— Task requirements —
Write out, exactly as they appear, only the lines running from the line with "Drop a point on each instance of the blurred" to the final line of the listing; include both.

● ● ● ● ● ● ●

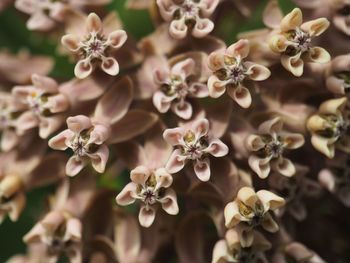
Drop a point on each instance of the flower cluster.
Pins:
(149, 159)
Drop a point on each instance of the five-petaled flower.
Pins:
(268, 146)
(94, 47)
(230, 71)
(293, 41)
(42, 101)
(188, 15)
(151, 187)
(251, 209)
(330, 127)
(87, 140)
(193, 142)
(61, 234)
(177, 84)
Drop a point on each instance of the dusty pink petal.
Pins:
(292, 20)
(134, 123)
(60, 141)
(93, 23)
(271, 126)
(115, 103)
(9, 139)
(99, 134)
(162, 102)
(327, 179)
(127, 195)
(163, 178)
(49, 125)
(257, 72)
(117, 38)
(79, 123)
(217, 148)
(216, 87)
(199, 90)
(176, 162)
(202, 27)
(260, 166)
(147, 216)
(169, 202)
(239, 49)
(40, 21)
(74, 166)
(99, 158)
(140, 174)
(110, 66)
(71, 42)
(178, 29)
(200, 127)
(174, 136)
(241, 95)
(83, 69)
(202, 169)
(294, 64)
(182, 109)
(26, 121)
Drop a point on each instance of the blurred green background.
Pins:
(14, 36)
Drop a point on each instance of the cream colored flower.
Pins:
(251, 209)
(329, 127)
(293, 40)
(268, 146)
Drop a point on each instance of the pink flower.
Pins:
(268, 146)
(193, 143)
(87, 140)
(43, 102)
(44, 14)
(151, 187)
(230, 71)
(188, 15)
(92, 47)
(178, 83)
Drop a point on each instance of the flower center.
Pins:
(94, 46)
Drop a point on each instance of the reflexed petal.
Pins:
(202, 169)
(216, 87)
(117, 38)
(127, 195)
(74, 166)
(202, 27)
(241, 95)
(110, 66)
(83, 69)
(292, 20)
(239, 49)
(316, 27)
(71, 42)
(93, 23)
(217, 148)
(178, 29)
(147, 216)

● ● ● ● ● ● ●

— Answer —
Drop a point on each instance of the blurred green background.
Pins:
(14, 36)
Drop a point on each instance of the cream colored flower.
Pins:
(251, 209)
(329, 127)
(293, 40)
(268, 146)
Drop a point on each instance of the pink flower.
Pins:
(268, 146)
(193, 143)
(87, 140)
(43, 102)
(44, 14)
(151, 187)
(230, 71)
(188, 15)
(92, 47)
(178, 83)
Drop a point on each instance of the flower center.
Pins:
(94, 46)
Drop a point on each instance of the reflexed petal.
Pins:
(202, 169)
(216, 87)
(117, 38)
(127, 195)
(74, 166)
(202, 27)
(241, 95)
(110, 66)
(83, 69)
(292, 20)
(239, 49)
(316, 27)
(71, 42)
(93, 23)
(217, 148)
(178, 29)
(147, 216)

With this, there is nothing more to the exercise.